Task. Reproduce the entries exactly.

Material provided.

* begin *

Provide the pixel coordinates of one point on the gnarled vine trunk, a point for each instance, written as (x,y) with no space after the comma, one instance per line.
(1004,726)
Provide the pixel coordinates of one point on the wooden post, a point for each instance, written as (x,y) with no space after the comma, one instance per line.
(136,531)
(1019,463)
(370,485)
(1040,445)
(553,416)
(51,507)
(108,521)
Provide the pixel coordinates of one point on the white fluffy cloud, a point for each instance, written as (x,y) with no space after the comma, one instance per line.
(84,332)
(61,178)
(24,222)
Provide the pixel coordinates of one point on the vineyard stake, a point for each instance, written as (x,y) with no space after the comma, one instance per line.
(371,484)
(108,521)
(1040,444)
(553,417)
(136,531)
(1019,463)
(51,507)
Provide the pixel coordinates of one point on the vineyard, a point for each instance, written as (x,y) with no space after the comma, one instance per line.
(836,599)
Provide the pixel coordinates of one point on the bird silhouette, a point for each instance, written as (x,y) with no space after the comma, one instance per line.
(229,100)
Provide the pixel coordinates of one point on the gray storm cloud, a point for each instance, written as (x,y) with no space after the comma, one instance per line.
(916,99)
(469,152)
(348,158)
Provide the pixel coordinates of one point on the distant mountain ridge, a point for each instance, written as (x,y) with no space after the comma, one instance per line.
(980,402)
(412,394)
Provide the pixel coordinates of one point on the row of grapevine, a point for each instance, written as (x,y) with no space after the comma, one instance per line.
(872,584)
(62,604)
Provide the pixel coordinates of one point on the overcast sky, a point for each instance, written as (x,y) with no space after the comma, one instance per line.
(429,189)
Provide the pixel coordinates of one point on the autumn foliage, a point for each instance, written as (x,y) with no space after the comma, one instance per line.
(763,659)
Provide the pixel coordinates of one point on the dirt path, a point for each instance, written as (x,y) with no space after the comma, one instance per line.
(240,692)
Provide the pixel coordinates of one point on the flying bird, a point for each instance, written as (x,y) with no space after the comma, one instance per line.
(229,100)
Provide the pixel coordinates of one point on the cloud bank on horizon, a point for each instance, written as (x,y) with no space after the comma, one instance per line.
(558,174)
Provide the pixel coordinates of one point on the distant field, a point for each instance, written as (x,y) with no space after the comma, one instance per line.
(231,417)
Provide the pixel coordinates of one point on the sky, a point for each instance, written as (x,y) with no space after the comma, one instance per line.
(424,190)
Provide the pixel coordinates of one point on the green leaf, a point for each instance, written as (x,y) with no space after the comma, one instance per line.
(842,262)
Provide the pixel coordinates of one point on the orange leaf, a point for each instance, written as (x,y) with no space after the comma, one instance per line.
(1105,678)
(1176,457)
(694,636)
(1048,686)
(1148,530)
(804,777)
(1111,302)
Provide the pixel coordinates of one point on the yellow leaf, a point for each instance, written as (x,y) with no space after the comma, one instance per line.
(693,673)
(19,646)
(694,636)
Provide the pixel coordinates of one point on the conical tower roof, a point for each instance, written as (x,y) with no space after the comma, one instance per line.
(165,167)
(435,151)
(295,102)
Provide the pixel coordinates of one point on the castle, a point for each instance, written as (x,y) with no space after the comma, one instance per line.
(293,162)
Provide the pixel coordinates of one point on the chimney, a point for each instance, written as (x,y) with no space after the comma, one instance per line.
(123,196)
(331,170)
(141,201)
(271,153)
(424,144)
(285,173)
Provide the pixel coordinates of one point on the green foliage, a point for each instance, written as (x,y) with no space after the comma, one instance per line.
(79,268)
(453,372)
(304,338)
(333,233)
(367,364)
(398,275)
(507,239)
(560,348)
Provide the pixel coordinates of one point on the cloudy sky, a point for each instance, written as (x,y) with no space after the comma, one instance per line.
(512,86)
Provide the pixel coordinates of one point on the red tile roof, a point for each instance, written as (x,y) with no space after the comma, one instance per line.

* end *

Solution to this exercise.
Provide the pixel coordinates of one point on the gnarled vine trunk, a point for each instance, written as (x,y) with no space after the comma, one instance per line.
(1004,726)
Provide the pixel coordinates of one point on the wooden post, a point for each instance, written as (x,y) with no space after the comma, one instance per line.
(136,531)
(1019,463)
(370,485)
(1040,445)
(553,416)
(51,507)
(108,521)
Provide the pixel coordinates of one point on the white fluffy cloud, a point for each instance, written as (x,y) with no space after the comma, one instance per line.
(84,332)
(61,178)
(24,222)
Provide the pixel coordinates of one point on the vineyard stake, a point for each instance, written as (x,y) with no space after the comma, one instance per line.
(371,484)
(108,521)
(1040,444)
(553,417)
(136,531)
(1019,463)
(51,507)
Provide the pixel coordinates of one point on the vineyard, a point for each instance, written as (x,y) with no space after the comma, one instance per line.
(836,599)
Provide the pixel coordinates of one point on the bird silhouette, a point for each instance, written as (x,y) with no space after the comma, one instance per line.
(229,100)
Provide the pixel coordinates of one point on the gray storm cloud, a point for each instance, written as (x,y) with no space after the comma, one instance per line.
(916,99)
(469,152)
(348,158)
Provide the pixel coordinates of one point on the distant mountain ridge, a point for each instance, written as (x,y) with no space after the comma, one instance per line.
(980,402)
(412,394)
Provide the pixel coordinates of one point on the row of grapevine, a point for each instance, written as (x,y) with no space after the comma, one instance per line.
(872,584)
(62,604)
Provide the pixel coordinates of one point on the overcast sky, a point for each instance, written as (x,y) with no space after the comma, one instance per line.
(429,189)
Provide the pixel coordinates of one point on the autumn foliage, a point for each instance, written as (x,y) with no space after the comma, one instance per line.
(763,659)
Provide the pixel coordinates of one point on the dirt path, a point for each instance, written as (x,y) with no space after the comma, one instance per line.
(240,692)
Provide the pixel coordinates of one point on the flying bird, a point for each instance, written as (x,y) with no space after the comma, one instance per line.
(229,100)
Provide the pixel coordinates of one point on the cloud bank on horizon, a point for each instance, written as (x,y) with no space after the comma, one instance per line.
(558,174)
Provide the pixel coordinates of one point on the distant field, a point for each instance, written as (x,y) with no space after the comma, one instance per line.
(231,417)
Provide the pixel coordinates of one point on the sky, a point for each instance, written as (x,y) with no space after the comma, one instance per line.
(424,190)
Provide the pixel coordinates of one point on the green leaf, a point for each instance, written as (x,y) with no space after the comma, one instance per line.
(842,262)
Provide the pixel coordinates of one point on the orange leaf, a point for each instance, written as (x,y) with no space after the comma, one instance per line.
(1105,678)
(1176,457)
(694,636)
(1048,686)
(1148,530)
(804,777)
(1111,302)
Provide the pixel coordinates of one point on the yellow leaf, a point for each instance, written as (x,y) with no space after the comma, one instance per line.
(693,673)
(19,646)
(694,636)
Provide the pixel coordinates of one point on the conical tower roof, a point for each instance, written as (x,y) with no space after the comma, one instance per line.
(165,167)
(435,151)
(295,102)
Provide the pixel coordinates of one point on the castle, a point for each instance, written as (x,y) with no space after the comma, one instance per line.
(293,162)
Provide the pixel coordinates of one point on the chimney, a point for each instance, written as (x,y) with no space after the comma, one instance per line.
(123,196)
(331,170)
(141,201)
(271,153)
(424,144)
(285,173)
Provide the pixel coordinates of one point on the green foliage, a point for each instance, written as (x,y) with no space after the comma, one instance per line.
(79,268)
(453,372)
(304,338)
(333,233)
(367,364)
(398,275)
(507,239)
(560,348)
Provide the pixel coordinates of one point on the cloudy sky, a point for each instance, written as (x,y) with no space after the comma, one instance per line.
(512,86)
Provide the pixel coordinates of one point on the red tile roof, a point for each instance, written as (x,y) with no space after the comma, one instance per line.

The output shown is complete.